__Directions for this task__:
Find each of the lines below that contains the word "wing", and copy those lines out. Match case exactly.

# # # # #

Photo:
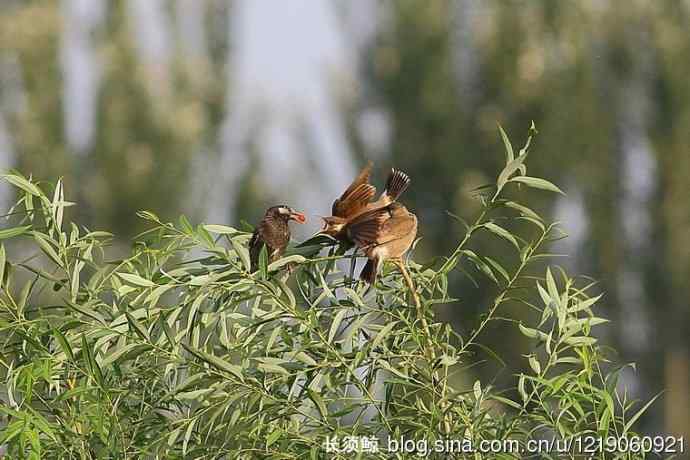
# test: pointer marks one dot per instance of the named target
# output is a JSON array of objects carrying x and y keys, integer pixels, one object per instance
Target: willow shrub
[{"x": 177, "y": 351}]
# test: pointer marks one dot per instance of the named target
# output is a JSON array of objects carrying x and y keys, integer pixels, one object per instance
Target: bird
[
  {"x": 385, "y": 233},
  {"x": 356, "y": 200},
  {"x": 273, "y": 232}
]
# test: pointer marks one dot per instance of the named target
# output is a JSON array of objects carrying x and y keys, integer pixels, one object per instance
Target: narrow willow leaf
[
  {"x": 510, "y": 169},
  {"x": 64, "y": 344},
  {"x": 637, "y": 415},
  {"x": 497, "y": 267},
  {"x": 188, "y": 435},
  {"x": 529, "y": 332},
  {"x": 536, "y": 182},
  {"x": 336, "y": 324},
  {"x": 47, "y": 248},
  {"x": 280, "y": 263},
  {"x": 524, "y": 210},
  {"x": 22, "y": 183},
  {"x": 242, "y": 252},
  {"x": 273, "y": 368},
  {"x": 136, "y": 279},
  {"x": 3, "y": 260},
  {"x": 318, "y": 401},
  {"x": 507, "y": 401},
  {"x": 477, "y": 390},
  {"x": 12, "y": 232},
  {"x": 263, "y": 261},
  {"x": 137, "y": 326},
  {"x": 551, "y": 286},
  {"x": 216, "y": 362},
  {"x": 220, "y": 229},
  {"x": 58, "y": 204},
  {"x": 521, "y": 388},
  {"x": 510, "y": 155},
  {"x": 305, "y": 358},
  {"x": 383, "y": 333},
  {"x": 580, "y": 341},
  {"x": 273, "y": 437},
  {"x": 502, "y": 232},
  {"x": 585, "y": 304},
  {"x": 534, "y": 364},
  {"x": 87, "y": 353},
  {"x": 135, "y": 348},
  {"x": 86, "y": 311}
]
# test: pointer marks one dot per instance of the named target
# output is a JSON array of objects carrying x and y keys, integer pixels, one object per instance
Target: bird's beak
[{"x": 298, "y": 217}]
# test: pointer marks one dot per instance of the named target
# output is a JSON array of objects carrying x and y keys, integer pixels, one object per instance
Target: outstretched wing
[{"x": 355, "y": 198}]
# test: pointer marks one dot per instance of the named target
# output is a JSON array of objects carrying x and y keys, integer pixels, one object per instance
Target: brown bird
[
  {"x": 356, "y": 200},
  {"x": 383, "y": 234},
  {"x": 274, "y": 232}
]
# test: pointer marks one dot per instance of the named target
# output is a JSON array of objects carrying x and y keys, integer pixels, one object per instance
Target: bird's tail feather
[
  {"x": 396, "y": 184},
  {"x": 369, "y": 271}
]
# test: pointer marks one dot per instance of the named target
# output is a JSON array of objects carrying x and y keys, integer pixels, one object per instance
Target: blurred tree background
[{"x": 135, "y": 103}]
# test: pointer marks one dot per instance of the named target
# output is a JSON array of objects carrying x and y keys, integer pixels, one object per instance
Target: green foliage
[{"x": 177, "y": 351}]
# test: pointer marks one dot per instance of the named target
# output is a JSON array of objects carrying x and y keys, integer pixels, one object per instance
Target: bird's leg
[
  {"x": 410, "y": 284},
  {"x": 353, "y": 262}
]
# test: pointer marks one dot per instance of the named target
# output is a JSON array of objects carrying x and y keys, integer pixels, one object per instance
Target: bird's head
[
  {"x": 286, "y": 213},
  {"x": 332, "y": 225}
]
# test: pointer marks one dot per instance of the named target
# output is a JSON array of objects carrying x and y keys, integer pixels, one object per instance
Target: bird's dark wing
[
  {"x": 355, "y": 198},
  {"x": 397, "y": 227},
  {"x": 365, "y": 229}
]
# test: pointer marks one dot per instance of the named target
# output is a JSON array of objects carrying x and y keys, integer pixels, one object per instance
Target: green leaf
[
  {"x": 293, "y": 259},
  {"x": 529, "y": 332},
  {"x": 47, "y": 248},
  {"x": 12, "y": 232},
  {"x": 536, "y": 182},
  {"x": 135, "y": 348},
  {"x": 534, "y": 364},
  {"x": 216, "y": 362},
  {"x": 305, "y": 358},
  {"x": 521, "y": 387},
  {"x": 318, "y": 401},
  {"x": 86, "y": 311},
  {"x": 510, "y": 169},
  {"x": 273, "y": 437},
  {"x": 502, "y": 232},
  {"x": 263, "y": 261},
  {"x": 637, "y": 415},
  {"x": 3, "y": 261},
  {"x": 581, "y": 341},
  {"x": 506, "y": 142},
  {"x": 383, "y": 333},
  {"x": 242, "y": 252},
  {"x": 524, "y": 210},
  {"x": 136, "y": 325},
  {"x": 220, "y": 229},
  {"x": 273, "y": 368},
  {"x": 477, "y": 390},
  {"x": 22, "y": 183},
  {"x": 585, "y": 304},
  {"x": 336, "y": 324},
  {"x": 136, "y": 280}
]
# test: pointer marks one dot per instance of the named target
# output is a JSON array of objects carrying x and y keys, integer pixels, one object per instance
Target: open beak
[{"x": 298, "y": 217}]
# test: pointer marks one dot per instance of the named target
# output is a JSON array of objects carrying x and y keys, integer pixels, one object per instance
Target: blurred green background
[{"x": 218, "y": 109}]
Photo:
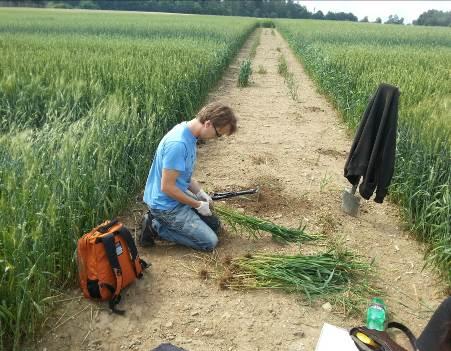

# # # # #

__Exercise solution__:
Target: outstretched wing
Target: bird's dark wing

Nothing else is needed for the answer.